- **QUOTED TEXT**

BEGIN

On December 7, one of them, a costumed disco-punk quartet called Zoopy, makes a classic entrance at Kitty's in Emeryville. Monstrous puppet masks, a half-naked "Z Girl" named Becca, and a trench-coated MC named "Speed" weave through a heavily polarized yipster crowd to introduce themselves.
"Cool pants!" an onlooker says to Zoopy leader Jody Morris Gelbart, who wears extra-furry raver leg warmers on this cold winter night.
"What is this, Halloween?" a drunken frat boy chortles.
No fence sitters with Zoopy. You're either for them or against them, and I'm for them, because they are quintessentially NorCal. Zoopy's roots go back a decade to entertaining late locals Ken Kesey and the Merry Pranksters as Zoopy Funk.
"He used to bring us in to create a fantasyland-like environment and make merry," says 34-year-old bassist and singer Gelbart.

END

- **DATASET**
BEGIN

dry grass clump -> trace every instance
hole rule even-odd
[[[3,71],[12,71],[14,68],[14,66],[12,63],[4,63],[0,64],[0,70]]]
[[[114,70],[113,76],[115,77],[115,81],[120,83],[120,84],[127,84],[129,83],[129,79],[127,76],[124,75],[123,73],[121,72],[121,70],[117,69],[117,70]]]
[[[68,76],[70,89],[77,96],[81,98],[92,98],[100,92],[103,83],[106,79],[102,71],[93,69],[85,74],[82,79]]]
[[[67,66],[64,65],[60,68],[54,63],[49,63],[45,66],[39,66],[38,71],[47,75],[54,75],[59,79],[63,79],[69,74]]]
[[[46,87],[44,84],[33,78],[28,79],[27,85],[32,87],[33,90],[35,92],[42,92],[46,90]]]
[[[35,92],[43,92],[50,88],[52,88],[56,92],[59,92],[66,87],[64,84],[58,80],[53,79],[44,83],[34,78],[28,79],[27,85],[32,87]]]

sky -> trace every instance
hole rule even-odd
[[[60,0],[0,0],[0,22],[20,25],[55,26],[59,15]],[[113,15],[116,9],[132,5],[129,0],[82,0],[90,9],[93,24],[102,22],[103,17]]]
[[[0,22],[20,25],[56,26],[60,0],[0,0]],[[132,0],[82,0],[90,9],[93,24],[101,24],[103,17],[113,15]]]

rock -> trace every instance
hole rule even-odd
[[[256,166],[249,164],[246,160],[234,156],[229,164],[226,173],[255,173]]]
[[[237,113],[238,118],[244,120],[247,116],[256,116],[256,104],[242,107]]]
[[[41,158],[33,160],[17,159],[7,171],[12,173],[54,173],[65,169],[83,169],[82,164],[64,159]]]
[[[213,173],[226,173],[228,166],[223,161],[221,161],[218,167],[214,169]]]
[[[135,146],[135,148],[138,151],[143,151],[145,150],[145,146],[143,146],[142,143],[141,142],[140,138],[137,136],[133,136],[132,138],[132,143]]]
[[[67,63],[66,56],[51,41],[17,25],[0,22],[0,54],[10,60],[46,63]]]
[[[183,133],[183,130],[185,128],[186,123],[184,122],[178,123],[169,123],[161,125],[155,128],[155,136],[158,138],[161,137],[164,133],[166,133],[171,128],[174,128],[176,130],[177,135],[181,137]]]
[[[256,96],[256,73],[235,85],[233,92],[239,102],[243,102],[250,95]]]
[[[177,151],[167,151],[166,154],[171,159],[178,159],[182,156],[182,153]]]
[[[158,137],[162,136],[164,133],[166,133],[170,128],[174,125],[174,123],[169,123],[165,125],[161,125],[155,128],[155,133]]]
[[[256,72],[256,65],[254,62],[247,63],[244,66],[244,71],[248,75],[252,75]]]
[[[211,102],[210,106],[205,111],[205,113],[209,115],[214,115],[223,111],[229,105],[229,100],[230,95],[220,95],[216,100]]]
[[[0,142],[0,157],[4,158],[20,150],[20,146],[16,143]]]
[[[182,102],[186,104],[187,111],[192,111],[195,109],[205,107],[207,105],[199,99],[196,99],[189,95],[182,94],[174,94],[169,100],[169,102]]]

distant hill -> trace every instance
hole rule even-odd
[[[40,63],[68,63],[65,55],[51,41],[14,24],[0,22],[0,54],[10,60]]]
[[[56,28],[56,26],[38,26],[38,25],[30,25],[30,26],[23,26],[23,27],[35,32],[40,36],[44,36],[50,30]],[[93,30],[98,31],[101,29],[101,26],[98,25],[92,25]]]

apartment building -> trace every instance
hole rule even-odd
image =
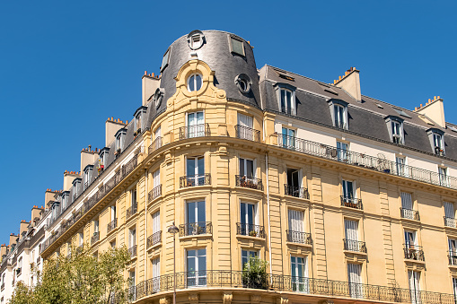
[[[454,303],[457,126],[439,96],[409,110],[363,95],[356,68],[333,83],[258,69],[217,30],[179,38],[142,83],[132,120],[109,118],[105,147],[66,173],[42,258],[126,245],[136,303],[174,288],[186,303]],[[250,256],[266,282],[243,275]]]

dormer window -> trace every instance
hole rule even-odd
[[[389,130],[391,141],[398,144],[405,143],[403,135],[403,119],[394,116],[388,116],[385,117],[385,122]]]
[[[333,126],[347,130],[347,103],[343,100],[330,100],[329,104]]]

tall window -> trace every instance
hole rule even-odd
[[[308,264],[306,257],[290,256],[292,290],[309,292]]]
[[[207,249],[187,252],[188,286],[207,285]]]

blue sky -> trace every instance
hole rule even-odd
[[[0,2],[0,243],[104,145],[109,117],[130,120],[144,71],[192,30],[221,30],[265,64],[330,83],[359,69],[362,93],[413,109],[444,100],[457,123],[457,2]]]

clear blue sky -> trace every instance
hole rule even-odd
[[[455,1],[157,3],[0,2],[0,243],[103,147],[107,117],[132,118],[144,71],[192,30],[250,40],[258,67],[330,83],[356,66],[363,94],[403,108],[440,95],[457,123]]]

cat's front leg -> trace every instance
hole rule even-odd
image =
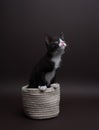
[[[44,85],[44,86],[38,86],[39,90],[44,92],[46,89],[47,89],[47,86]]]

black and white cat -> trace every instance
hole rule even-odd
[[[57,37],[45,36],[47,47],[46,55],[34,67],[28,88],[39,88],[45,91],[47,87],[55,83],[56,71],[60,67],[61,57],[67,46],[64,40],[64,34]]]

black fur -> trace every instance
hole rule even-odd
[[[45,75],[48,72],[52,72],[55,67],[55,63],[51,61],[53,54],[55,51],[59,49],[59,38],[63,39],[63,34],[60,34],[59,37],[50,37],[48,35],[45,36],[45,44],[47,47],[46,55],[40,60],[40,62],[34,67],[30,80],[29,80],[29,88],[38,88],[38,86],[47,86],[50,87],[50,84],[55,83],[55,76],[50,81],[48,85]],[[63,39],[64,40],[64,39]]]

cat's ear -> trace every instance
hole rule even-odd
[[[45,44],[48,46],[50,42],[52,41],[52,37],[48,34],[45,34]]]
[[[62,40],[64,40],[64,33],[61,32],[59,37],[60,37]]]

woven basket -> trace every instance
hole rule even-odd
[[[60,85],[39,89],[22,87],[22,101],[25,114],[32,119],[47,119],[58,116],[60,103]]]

END
BEGIN

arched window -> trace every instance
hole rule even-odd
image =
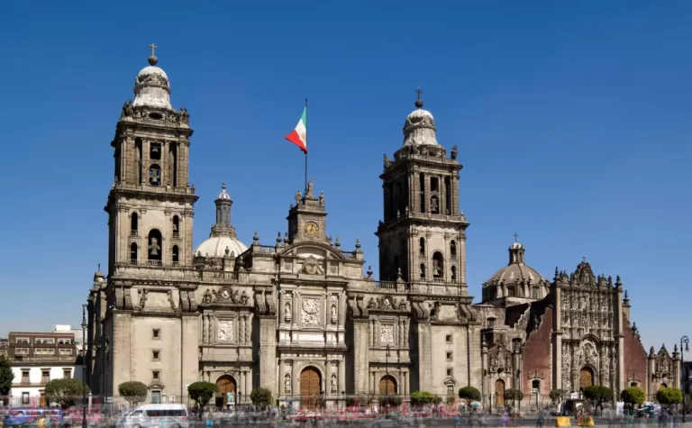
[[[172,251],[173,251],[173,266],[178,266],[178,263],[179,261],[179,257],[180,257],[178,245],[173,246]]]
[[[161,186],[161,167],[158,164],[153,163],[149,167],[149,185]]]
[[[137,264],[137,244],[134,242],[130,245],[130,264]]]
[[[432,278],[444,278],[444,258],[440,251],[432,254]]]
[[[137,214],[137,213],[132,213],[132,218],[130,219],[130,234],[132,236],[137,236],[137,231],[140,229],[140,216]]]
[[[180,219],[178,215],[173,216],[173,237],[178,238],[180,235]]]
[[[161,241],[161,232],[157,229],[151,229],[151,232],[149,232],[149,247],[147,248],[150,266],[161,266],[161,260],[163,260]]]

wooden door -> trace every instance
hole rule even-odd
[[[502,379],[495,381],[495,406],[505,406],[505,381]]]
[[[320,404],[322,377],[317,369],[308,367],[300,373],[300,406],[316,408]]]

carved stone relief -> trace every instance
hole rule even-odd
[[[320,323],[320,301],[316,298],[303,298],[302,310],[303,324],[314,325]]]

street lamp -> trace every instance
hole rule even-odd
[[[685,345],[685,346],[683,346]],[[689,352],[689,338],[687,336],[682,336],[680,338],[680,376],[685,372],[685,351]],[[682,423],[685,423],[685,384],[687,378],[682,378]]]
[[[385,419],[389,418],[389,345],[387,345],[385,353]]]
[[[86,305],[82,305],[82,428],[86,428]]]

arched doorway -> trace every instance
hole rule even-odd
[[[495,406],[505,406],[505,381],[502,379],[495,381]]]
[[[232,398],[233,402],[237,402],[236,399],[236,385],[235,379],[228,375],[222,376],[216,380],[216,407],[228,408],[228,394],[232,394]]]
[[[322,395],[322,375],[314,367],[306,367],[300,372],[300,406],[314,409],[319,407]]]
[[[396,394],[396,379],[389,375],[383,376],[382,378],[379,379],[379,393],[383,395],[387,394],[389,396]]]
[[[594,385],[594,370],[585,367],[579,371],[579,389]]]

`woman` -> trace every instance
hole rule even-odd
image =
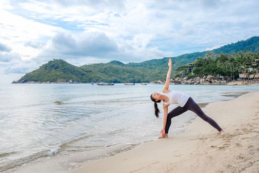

END

- **TO-DO LIST**
1 – Extract the part of the text about the band Zoopy from "On December 7, one" up to and including "as Zoopy Funk.".
2 – Summarize the text about the band Zoopy in two sentences.

- **THE SOLUTIONS**
1 –
On December 7, one of them, a costumed disco-punk quartet called Zoopy, makes a classic entrance at Kitty's in Emeryville. Monstrous puppet masks, a half-naked "Z Girl" named Becca, and a trench-coated MC named "Speed" weave through a heavily polarized yipster crowd to introduce themselves.
"Cool pants!" an onlooker says to Zoopy leader Jody Morris Gelbart, who wears extra-furry raver leg warmers on this cold winter night.
"What is this, Halloween?" a drunken frat boy chortles.
No fence sitters with Zoopy. You're either for them or against them, and I'm for them, because they are quintessentially NorCal. Zoopy's roots go back a decade to entertaining late locals Ken Kesey and the Merry Pranksters as Zoopy Funk.

2 – On December 7, the costumed disco-punk quartet Zoopy made a classic entrance at Kitty's in Emeryville, with puppet masks and performers weaving through a heavily polarized crowd. Led by 34-year-old bassist and singer Jody Morris Gelbart, the band has roots going back a decade to entertaining Ken Kesey and the Merry Pranksters as Zoopy Funk.